“To paraphrase health policy expert Timothy Hoff, there is a fight going on for the soul of health care, and primary care is at the center of the struggle. In the United States, we face an unresolved tension between two conflicting visions: Does our society want an empathetic, highly relational care delivery system built around primary care and trusting relationships, or, as Hoff puts it, “a more efficient, convenient, and highly transactional care delivery system, impersonal and built on algorithms, health care corporations, and technology”?
[..] Increasingly, health care organizations and information technology vendors, recognizing the need to better support clinicians, boast that they can ease the pain and save physicians’ time by offering AI [artificial intelligence] solutions to note writing. But I worry that unless additional protections are put in place, our institutions will use AI-generated documentation the way they’ve used other labor-saving technologies — as justification for increasing the numbers of patients we are expected to see, a tactic deployed by health care organizations in the past when human medical scribes were introduced to facilitate documentation. [..]
I recall being horrified when, several decades ago, I began seeing residents’ notes stating “social history negative ×3” (presumably referring to cigarettes, alcohol, and nonprescribed street drugs). At first, I thought it was just a matter of a few insensitive trainees, but such dehumanizing shorthand soon became standard for all resident notes about inpatients. I asked my residents whether patients had no other social existence — nothing to note about where and with whom they lived, what they did for work or fun, what they liked? AI’s sharp ears can effectively hear and transcribe my entire conversation, but like my residents, it decides what is or is not important, and currently there’s no way I can tell it that I am a primary care doctor who would like to include more humanizing “chitchat.”

__EXTRACTED MATERIAL__.

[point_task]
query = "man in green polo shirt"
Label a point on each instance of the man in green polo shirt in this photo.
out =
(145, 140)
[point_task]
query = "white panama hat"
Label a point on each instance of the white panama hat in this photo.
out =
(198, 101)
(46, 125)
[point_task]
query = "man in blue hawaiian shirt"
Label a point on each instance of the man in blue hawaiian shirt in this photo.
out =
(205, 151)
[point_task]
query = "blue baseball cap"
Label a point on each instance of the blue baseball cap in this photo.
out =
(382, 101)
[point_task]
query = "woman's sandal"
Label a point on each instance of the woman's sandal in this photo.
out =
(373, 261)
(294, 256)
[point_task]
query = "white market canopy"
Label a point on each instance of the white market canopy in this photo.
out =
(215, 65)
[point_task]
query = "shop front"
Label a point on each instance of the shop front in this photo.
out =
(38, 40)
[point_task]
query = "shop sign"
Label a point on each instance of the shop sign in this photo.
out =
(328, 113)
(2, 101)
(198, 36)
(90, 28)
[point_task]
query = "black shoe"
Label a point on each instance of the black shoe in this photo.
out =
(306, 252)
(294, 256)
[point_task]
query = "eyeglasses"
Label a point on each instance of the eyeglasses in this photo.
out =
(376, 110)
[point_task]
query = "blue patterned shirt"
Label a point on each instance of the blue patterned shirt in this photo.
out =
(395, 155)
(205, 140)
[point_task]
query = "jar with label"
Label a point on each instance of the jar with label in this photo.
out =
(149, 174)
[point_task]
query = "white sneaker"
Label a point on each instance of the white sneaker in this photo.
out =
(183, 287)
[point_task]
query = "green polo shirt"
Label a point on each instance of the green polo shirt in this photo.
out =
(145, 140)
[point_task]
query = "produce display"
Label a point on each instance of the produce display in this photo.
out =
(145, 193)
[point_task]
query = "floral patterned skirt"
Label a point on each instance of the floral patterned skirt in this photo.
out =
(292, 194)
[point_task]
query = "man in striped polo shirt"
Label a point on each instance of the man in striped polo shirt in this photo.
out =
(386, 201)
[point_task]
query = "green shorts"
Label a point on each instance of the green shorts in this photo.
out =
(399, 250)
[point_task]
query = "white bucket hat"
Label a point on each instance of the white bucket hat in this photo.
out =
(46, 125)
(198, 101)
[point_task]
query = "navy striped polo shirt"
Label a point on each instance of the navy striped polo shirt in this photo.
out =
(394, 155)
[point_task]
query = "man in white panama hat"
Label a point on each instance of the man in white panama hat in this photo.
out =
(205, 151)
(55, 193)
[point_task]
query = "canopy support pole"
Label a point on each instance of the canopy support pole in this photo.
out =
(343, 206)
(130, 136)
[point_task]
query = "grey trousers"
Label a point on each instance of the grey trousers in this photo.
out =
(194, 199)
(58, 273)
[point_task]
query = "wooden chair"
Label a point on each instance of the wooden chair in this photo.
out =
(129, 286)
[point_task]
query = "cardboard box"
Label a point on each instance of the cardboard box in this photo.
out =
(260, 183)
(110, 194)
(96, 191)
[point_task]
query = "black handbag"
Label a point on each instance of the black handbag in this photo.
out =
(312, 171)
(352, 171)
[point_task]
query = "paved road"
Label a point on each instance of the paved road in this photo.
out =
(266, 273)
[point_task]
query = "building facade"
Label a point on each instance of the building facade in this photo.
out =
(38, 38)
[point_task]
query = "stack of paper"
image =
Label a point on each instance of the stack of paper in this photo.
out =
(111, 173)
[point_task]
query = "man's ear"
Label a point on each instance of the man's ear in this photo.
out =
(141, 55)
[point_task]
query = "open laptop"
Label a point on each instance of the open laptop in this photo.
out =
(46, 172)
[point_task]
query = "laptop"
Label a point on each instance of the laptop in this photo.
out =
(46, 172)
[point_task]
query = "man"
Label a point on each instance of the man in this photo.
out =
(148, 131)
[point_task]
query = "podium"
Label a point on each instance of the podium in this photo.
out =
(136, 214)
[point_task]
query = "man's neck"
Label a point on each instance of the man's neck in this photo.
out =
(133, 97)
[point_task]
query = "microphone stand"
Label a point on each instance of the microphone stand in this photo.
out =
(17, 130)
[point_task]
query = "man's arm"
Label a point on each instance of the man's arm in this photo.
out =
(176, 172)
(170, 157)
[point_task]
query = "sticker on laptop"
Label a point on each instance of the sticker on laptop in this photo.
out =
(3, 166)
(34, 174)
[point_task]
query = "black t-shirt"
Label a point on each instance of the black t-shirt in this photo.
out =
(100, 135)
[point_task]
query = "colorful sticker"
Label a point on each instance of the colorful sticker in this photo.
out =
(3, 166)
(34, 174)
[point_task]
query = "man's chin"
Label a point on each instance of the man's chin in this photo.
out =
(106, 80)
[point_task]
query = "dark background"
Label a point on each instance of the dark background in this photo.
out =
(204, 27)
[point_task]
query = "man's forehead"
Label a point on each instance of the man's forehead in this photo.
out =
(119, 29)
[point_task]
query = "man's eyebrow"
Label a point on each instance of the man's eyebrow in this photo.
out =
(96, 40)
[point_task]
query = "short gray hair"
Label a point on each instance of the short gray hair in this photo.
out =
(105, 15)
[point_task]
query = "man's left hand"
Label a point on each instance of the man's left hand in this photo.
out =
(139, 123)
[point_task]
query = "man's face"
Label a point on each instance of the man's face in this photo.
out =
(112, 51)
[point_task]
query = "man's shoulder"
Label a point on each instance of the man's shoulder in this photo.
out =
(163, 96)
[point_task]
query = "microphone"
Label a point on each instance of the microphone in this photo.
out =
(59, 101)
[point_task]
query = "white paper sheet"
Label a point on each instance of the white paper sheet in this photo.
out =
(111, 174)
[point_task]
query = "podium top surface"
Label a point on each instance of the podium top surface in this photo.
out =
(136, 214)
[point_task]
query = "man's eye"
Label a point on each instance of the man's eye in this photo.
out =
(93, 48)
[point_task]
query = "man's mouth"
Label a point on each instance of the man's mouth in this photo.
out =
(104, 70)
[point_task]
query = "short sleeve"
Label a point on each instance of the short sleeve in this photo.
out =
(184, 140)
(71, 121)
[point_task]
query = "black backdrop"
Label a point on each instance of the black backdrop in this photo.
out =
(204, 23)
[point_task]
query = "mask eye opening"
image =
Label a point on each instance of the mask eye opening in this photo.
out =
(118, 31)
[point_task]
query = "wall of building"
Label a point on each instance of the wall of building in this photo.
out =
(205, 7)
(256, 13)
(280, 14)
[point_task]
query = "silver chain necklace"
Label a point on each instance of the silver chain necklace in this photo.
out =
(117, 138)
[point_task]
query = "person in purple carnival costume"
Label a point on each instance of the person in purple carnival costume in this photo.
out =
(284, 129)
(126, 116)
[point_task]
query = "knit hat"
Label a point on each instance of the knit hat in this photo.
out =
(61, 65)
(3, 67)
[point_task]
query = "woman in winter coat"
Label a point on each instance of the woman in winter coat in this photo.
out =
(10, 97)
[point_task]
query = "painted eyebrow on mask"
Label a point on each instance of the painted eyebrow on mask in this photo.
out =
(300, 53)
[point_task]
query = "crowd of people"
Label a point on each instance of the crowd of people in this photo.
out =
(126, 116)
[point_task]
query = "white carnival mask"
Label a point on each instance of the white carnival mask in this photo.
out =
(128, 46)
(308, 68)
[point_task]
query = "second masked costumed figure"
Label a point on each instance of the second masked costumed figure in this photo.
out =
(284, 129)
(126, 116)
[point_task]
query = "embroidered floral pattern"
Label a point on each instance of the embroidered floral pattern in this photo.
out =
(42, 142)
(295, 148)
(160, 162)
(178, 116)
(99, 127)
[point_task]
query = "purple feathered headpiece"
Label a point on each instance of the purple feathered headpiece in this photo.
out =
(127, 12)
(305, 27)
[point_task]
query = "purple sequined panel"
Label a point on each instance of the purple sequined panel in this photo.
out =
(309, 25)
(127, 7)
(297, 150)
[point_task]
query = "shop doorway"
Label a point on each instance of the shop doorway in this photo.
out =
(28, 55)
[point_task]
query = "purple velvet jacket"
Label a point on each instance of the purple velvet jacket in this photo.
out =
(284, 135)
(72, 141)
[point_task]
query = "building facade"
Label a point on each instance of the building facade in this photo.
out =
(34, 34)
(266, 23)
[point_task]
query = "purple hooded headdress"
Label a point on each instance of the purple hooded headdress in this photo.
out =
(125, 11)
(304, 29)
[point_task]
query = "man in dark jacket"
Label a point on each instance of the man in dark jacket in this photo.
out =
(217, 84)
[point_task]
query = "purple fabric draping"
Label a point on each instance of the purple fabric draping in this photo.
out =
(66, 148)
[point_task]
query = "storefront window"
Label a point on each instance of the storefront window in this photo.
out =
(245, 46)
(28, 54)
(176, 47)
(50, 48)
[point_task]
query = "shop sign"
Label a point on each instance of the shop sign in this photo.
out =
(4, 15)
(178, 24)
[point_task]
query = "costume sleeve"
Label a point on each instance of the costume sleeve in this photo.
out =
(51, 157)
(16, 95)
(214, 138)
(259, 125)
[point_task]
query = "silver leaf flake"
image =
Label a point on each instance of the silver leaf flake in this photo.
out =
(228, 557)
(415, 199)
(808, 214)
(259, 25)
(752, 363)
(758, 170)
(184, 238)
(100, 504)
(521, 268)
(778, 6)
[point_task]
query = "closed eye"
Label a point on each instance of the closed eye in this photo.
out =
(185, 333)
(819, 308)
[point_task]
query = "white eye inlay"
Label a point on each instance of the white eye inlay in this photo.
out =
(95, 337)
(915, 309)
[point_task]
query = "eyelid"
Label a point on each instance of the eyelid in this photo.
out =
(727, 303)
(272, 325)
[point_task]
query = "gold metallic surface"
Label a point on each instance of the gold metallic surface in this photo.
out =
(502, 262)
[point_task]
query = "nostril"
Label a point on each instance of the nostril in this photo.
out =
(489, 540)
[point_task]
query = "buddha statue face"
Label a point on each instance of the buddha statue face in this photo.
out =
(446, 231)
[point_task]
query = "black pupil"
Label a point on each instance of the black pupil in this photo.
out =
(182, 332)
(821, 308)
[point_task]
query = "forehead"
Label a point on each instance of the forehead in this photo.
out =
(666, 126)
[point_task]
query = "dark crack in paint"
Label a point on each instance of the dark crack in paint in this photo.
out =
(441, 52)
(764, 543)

__TASKS__.
• A. Answer these questions about the passage on primary care and AI note writing:
(i) Which health policy expert does the passage paraphrase?
(ii) Without added protections, what does the writer fear institutions will use AI-generated documentation to justify?
(iii) What three things does "social history negative ×3" presumably refer to?
• B. Extend the passage on primary care and AI note writing, picking up after its final sentence.

__TASK RESPONSES__.
• A.
(i) Timothy Hoff.
(ii) Increasing the numbers of patients clinicians are expected to see.
(iii) Cigarettes, alcohol, and nonprescribed street drugs.

• B.
[..] in addition to missing often meaningful social history, I worry about the loss of the cognitive space for crafting diagnostic assessments and plans in my own words, especially since I know that patients are now reading them. The assessment and plan are the most important part of the note, but this opportunity to reflect is lost when we automate the process.
Given the time pressures on clinicians, AI documentation is an unstoppable tsunami, a wave that will wash over our work lives, with no way of turning it back. Perhaps there will be technical “fixes” to help the virtual AI creature in my exam room better sort the wheat from the chaff, or learn my charting preferences. What is less likely is that primary care physicians will be able to regain control over our relationships and the means of production of our notes without a fundamental shift in the balance of power — a concerted move away from a corporate-controlled, transactional, assembly-line model toward a more patient- and clinician-centered redesign of primary care.”